What you are asked to do: Reproduce the material below word for word, leaving out the picture.

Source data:
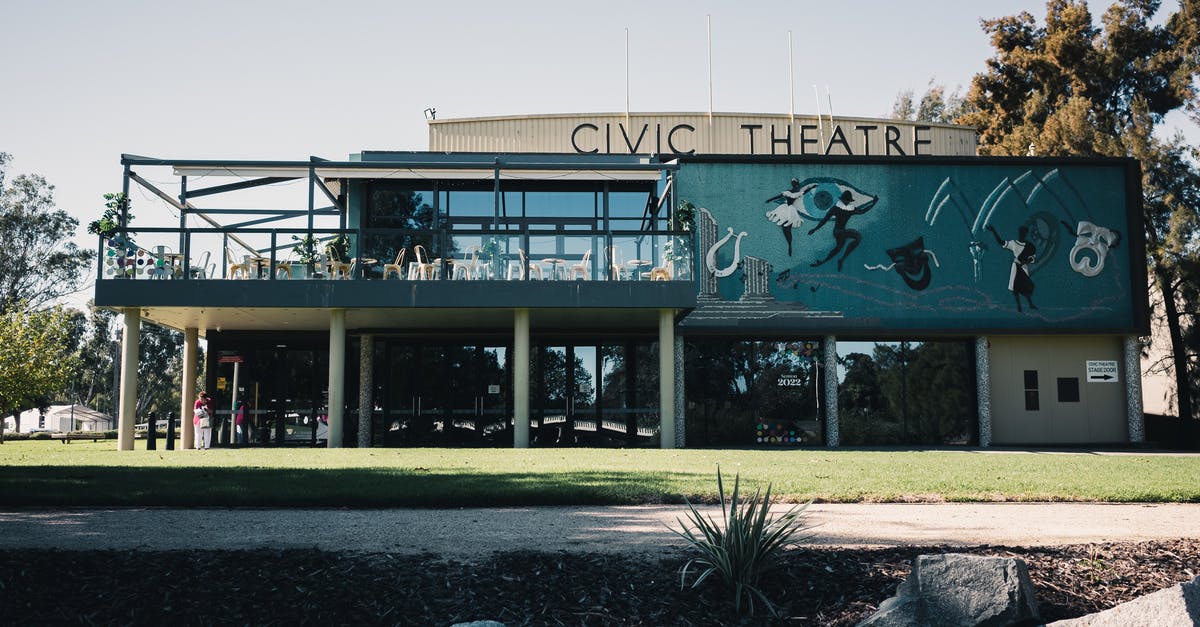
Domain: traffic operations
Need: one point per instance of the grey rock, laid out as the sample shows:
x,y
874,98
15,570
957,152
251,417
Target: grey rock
x,y
965,590
1174,605
895,611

Result below:
Domain: traffic operations
Need: one point per instance of the grey rock, laid out as the sample shows:
x,y
874,98
15,570
957,152
251,417
Target: grey rock
x,y
965,590
1174,605
895,611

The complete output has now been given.